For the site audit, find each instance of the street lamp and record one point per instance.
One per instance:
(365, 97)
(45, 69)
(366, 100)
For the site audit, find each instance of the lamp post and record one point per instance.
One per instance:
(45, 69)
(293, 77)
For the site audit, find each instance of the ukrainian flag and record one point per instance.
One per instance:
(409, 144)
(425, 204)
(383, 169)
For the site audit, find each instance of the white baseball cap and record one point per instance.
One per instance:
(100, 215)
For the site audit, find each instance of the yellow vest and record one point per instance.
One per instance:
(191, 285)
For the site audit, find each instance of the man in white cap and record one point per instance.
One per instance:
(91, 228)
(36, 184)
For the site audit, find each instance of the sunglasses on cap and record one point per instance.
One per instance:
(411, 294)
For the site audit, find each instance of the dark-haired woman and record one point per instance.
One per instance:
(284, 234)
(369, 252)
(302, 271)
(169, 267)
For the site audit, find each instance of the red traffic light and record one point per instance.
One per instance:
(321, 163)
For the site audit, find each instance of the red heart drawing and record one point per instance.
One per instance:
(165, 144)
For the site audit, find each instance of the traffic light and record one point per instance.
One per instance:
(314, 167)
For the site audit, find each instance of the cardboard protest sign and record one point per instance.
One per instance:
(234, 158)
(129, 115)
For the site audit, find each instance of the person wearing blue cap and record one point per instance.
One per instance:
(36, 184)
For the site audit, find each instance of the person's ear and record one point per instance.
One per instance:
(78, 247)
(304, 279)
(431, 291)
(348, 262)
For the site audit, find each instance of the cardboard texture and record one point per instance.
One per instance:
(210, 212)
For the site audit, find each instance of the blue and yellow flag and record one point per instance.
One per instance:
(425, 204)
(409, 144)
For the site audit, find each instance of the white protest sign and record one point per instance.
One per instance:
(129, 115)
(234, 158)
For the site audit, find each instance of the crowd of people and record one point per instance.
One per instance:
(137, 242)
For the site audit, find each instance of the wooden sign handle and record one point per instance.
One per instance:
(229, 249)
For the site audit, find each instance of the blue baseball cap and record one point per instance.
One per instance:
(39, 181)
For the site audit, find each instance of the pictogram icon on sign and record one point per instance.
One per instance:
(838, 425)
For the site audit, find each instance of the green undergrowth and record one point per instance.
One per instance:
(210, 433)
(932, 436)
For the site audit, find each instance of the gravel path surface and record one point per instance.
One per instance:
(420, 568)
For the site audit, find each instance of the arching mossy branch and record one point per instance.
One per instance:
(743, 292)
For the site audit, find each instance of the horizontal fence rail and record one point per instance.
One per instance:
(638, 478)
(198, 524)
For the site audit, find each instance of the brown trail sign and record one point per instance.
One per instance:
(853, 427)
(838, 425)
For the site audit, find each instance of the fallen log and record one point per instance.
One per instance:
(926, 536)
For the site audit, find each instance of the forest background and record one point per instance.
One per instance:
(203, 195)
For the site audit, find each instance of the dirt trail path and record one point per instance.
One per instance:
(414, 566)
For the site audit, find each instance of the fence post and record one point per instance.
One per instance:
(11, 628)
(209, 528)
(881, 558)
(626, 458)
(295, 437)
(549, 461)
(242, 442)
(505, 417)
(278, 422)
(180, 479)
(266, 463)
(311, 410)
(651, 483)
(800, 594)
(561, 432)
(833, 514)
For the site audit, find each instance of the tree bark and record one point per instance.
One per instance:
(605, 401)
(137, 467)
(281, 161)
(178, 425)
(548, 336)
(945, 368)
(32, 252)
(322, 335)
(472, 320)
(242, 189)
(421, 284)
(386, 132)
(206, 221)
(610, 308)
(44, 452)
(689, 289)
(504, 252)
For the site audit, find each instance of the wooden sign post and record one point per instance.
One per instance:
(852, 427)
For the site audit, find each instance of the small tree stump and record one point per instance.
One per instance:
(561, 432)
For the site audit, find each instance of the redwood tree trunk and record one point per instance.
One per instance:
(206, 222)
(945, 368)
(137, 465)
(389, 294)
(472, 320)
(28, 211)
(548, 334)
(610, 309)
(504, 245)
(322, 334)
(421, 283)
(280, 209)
^^^^
Aim of the task
Restate the records, all of them, precisely as written.

Task solution
For the site audit, find each instance of the street lamp and record one point per instance.
One per instance:
(365, 97)
(45, 69)
(366, 100)
For the site audit, find each instance of the lamp post and record one point per instance.
One per instance:
(45, 69)
(293, 77)
For the site audit, find each instance of the ukrainian flag and record one point per instance.
One per instance:
(409, 144)
(425, 204)
(383, 169)
For the site audit, find each instance of the white baseball cap and record one point per instance.
One per instance:
(100, 215)
For the site audit, find each instance of the yellow vest and record one point per instance.
One per instance:
(191, 285)
For the site audit, find each instance of the man in white cap and record one point per instance.
One per instance:
(91, 228)
(36, 184)
For the site audit, find each instance of the sunglasses on cap and record one point per instance.
One per instance:
(411, 294)
For the site audit, find each instance of the dark-haired woman and record one point per instance.
One per instance:
(284, 234)
(369, 252)
(302, 271)
(169, 267)
For the site audit, find each instance of the red traffic light and record one point per instance.
One per instance:
(321, 163)
For the site audit, find each instance of the red heart drawing and record one point per instance.
One per instance:
(165, 144)
For the site audit, find each instance of the traffic light and record one point per instance.
One per instance:
(314, 167)
For the site audit, find each instance of the cardboard protest sign and record one point per instance.
One per instance:
(234, 158)
(129, 115)
For the site audit, find each instance of the person wearing blue cap and record one point per instance.
One per instance:
(36, 184)
For the site audit, find each instance of the person's ear and record one point per instance.
One per instance:
(78, 247)
(304, 279)
(431, 291)
(348, 262)
For the site audit, find each instance of the cardboard texture and record one point per instance.
One per instance:
(210, 212)
For the site audit, find each instance of the blue and yellow flag and record one point per instance.
One per instance:
(425, 204)
(409, 144)
For the site audit, find each instance of the white protest sign and record one point per instance.
One per instance:
(129, 115)
(234, 158)
For the site audit, find each instance of the crowd of people and record one point per instance.
One per instance:
(137, 242)
For the site audit, find each instance of the wooden sign handle and record one point per instance.
One per instance:
(229, 249)
For the site audit, find each instance of the blue baseball cap and record one point per instance.
One per instance:
(39, 181)
For the site audit, find each instance of the pictogram icon on sign and record one point per instance.
One per instance:
(838, 425)
For the site audit, find each instance of the green undergrowth and record one point per instance.
One per instance:
(210, 433)
(932, 436)
For the site audit, find each instance of the gravel path surface and record one point per instance.
One per instance:
(420, 568)
For the site audit, find each instance of the arching mossy branch and record one point per instance.
One per instance:
(743, 292)
For the site audit, find each instance of the horizontal fence rail and record one point per instance.
One per instance:
(638, 478)
(198, 524)
For the site audit, find each instance of the brown trail sign and record one point per instance.
One per instance:
(853, 427)
(838, 425)
For the site audit, find each instance of the fallen log and record one point per instance.
One per instance:
(926, 536)
For the site audit, find each instance of the forest background and record one point per instance.
One per instance:
(203, 195)
For the site audit, find each instance of the dirt trail path and record one point per instance.
One per instance:
(414, 566)
For the site audit, find each instance of the fence post and record one point per instance.
One per instance:
(11, 628)
(209, 528)
(881, 558)
(626, 458)
(295, 437)
(549, 461)
(242, 442)
(505, 417)
(278, 422)
(180, 479)
(266, 463)
(311, 410)
(651, 483)
(800, 594)
(561, 432)
(833, 514)
For the site audit, find each instance of the tree bark and record one point per instance.
One per instance:
(605, 401)
(137, 467)
(281, 161)
(178, 425)
(548, 336)
(945, 368)
(32, 252)
(322, 335)
(472, 320)
(242, 189)
(421, 284)
(386, 132)
(206, 221)
(610, 308)
(44, 452)
(689, 289)
(504, 252)
For the site audit, find each instance of the wooden sign post and record one point per instance.
One per instance:
(852, 427)
For the site audit, find each instance of the small tree stump and record one point per instance.
One per instance:
(561, 432)
For the site audit, find each instance of the redwood tree trunk and record one point per instance.
One per instance:
(206, 222)
(945, 368)
(137, 465)
(389, 294)
(472, 320)
(28, 211)
(548, 334)
(610, 309)
(504, 245)
(322, 334)
(421, 283)
(280, 209)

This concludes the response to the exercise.